Trens de alta velocidade também são máquinas múltipla-unidade. O famoso e poderoso TGV francês possui quatro motores no primeiro e mais quatro no último carro. Já o alemão ICE possui motores em todos os eixos de todos os carros assim como o japonês Shinkansen. O desempenho alcançado por esses trens comprova a eficácia deste sistema. Só por curiosidade o recorde de velocidade sobre trilhos pertence ao TGV. Nada menos do que 574,8km/h alcançados em Abril de 2007 e já se fala em uma nova tentativa para superar os 600km/h! O mercado de super-trens está realmente pegando fogo!

O FUTURO

Se existe um meio de transporte que podemos dizer que realmente tem futuro, este meio de transporte é o trem. Com o preço do petróleo nas alturas, obviamente o custo do transporte aumenta mas os trens são os menos afetados pois o custo de se transportar sobre trilhos é consistentemente mais baixo já que como sabemos, ele é o meio de transporte mais eficiente que existe e quanto mais pesado for, mais eficiente será. Vendo desta forma sabemos que qualquer esforço para o benefício de se conseguir mais eficiência com a conseqüente redução de
custo operacional é transformar o que já é bom em melhor ainda. Deduzimos que a médio prazo, podemos ter novas linhas sendo construídas por vários países afora e mesmo linhas que outrora foram desativadas, podem naturalmente serem postas de volta à circulação de trens. Pois trem é um avanço na logística e algo indispensável com o aumento constante do tráfego de carga além de exportações em expansão permanente e obviamente a pressão de um mercado cada vez mais competitivo e obsecado por contenção de custos. Esta é uma visão lógica de futuro, no qual o transporte férreo possa se expandir livremente reduzindo com isso seu custo produzindo assim uma reversão: A ferrovia sobre a rodovia.

• _Material fornecido_:
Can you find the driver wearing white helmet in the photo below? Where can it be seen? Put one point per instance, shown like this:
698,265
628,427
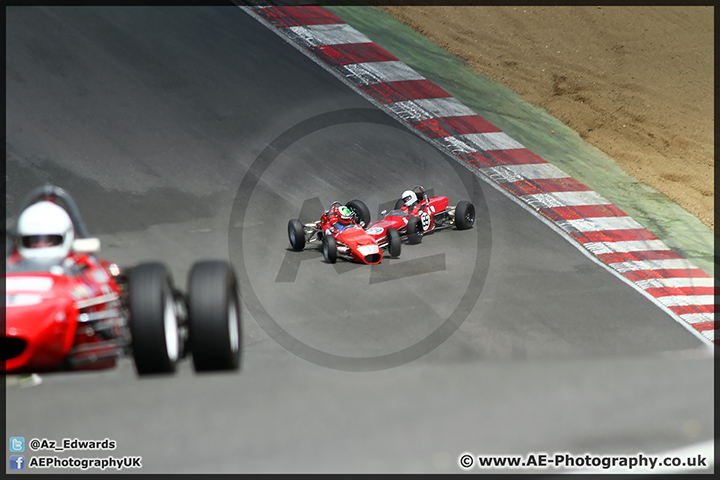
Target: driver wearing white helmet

• _Partes do exercício_:
a: Transcreva o trecho do texto sobre trens que começa em "Trens de alta" e termina em "realmente pegando fogo!".
b: Reescreva em forma de lista o parágrafo do texto sobre trens que começa com "Trens de alta velocidade também são", mantendo seus fatos principais.
c: Liste todos os trens de alta velocidade que o texto sobre trens menciona pelo nome, indicando o país de cada um.
Não é preciso usar as linhas para nada neste exercício.

• _Respostas do exercício_:
a:
Trens de alta velocidade também são máquinas múltipla-unidade. O famoso e poderoso TGV francês possui quatro motores no primeiro e mais quatro no último carro. Já o alemão ICE possui motores em todos os eixos de todos os carros assim como o japonês Shinkansen. O desempenho alcançado por esses trens comprova a eficácia deste sistema. Só por curiosidade o recorde de velocidade sobre trilhos pertence ao TGV. Nada menos do que 574,8km/h alcançados em Abril de 2007 e já se fala em uma nova tentativa para superar os 600km/h! O mercado de super-trens está realmente pegando fogo!

b:
- Trens de alta velocidade também são máquinas múltipla-unidade.
- O TGV francês tem quatro motores no primeiro carro e mais quatro no último.
- O ICE alemão e o Shinkansen japonês têm motores em todos os eixos de todos os carros.
- O desempenho desses trens comprova a eficácia desse sistema.
- O recorde de velocidade sobre trilhos pertence ao TGV: 574,8 km/h, alcançados em abril de 2007.
- Já se fala em uma nova tentativa para superar os 600 km/h.

c:
- TGV (francês)
- ICE (alemão)
- Shinkansen (japonês)